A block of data
-------
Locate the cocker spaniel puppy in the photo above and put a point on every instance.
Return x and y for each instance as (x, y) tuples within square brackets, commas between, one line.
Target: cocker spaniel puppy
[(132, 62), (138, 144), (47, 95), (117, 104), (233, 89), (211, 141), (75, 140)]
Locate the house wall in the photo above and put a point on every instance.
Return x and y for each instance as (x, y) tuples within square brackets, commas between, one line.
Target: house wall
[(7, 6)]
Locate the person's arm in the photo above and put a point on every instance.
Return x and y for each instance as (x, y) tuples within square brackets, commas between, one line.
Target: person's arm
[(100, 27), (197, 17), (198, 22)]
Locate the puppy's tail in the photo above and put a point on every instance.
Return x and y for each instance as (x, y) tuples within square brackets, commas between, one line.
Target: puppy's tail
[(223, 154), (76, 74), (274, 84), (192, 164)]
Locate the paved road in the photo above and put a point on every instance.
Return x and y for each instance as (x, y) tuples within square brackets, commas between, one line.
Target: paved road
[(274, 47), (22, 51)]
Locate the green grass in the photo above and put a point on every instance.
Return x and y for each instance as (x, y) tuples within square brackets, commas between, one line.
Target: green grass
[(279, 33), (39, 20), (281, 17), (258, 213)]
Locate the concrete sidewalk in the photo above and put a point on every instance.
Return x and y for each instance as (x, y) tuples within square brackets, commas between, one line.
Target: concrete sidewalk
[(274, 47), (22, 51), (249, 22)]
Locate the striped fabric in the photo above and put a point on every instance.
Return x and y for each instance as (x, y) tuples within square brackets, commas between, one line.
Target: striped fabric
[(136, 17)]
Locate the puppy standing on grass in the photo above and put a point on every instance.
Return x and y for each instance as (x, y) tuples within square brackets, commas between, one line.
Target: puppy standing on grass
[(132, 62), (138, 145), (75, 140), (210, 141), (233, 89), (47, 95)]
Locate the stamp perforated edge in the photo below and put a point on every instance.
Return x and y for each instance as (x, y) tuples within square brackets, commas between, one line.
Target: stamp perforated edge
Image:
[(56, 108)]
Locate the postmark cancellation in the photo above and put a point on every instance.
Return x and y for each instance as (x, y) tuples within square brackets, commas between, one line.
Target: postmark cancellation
-------
- Given task:
Swap "put a point on" for "mark" throughout all the entries, and reproduce the lines with everything else left as it is.

- Output for this task:
Locate the cocker spaniel puppy in the photo above and mark every instance.
Return x and y for each instance as (x, y) tuples within square brackets, commas between, one line.
Target: cocker spaniel puppy
[(132, 62), (138, 144), (47, 95), (117, 104), (233, 89), (211, 141), (75, 140)]
Locate the house wall in the photo above and mark every instance.
Return x and y for each instance as (x, y) tuples within square brackets, commas between, one line.
Target: house wall
[(7, 6)]
Locate the person's arm in the photo above and mark every instance.
Return x and y for each instance as (x, y) tuples within square brackets, commas between, one line.
Target: person's arm
[(100, 27), (197, 17), (198, 22)]
Locate the puppy's tail in the photo above and mark every instance.
Return x and y for each instance as (x, y) tuples within square brackets, commas between, one line.
Target: puppy's tail
[(223, 154), (76, 74), (274, 84), (192, 164)]
Locate the paved road in the photo above and mark every instance.
Return x and y for each instance as (x, y) tuples within square brackets, commas between, one line.
Target: paved road
[(274, 47), (22, 51)]
Locate the green grass in the photo above and mark every instance.
Return x and y for each instance as (x, y) tuples within square brackets, commas between, one line.
Target: green grass
[(279, 33), (39, 20), (281, 17), (258, 213)]
Locate the concrete sidewalk in the photo above and mark every instance.
Return x and y for each instance as (x, y) tuples within square brackets, commas between, one line.
Target: concrete sidewalk
[(274, 47), (22, 51), (249, 22)]
Locate the striped fabric in the photo above and mark every instance.
Return x and y for each instance as (x, y) tuples within square brackets, commas between, one line.
Target: striped fabric
[(136, 17)]
Locate the puppy standing on grass in the photo above and mark every instance.
Return x and y for each instance as (x, y) tuples within square brackets, commas between, one line.
Target: puppy standing on grass
[(132, 62), (138, 145), (75, 140), (210, 141), (233, 89), (47, 95)]
Locate the stamp perforated edge in the photo below and mark every instance.
Return x and y for each instance as (x, y) tuples within square brackets, commas between, one line.
Target: stamp perforated edge
Image:
[(56, 108)]
Locate the postmark cancellation in the photo above and mark every instance.
Return x and y for each instance as (x, y) tuples within square brackets, commas between, one line.
Target: postmark cancellation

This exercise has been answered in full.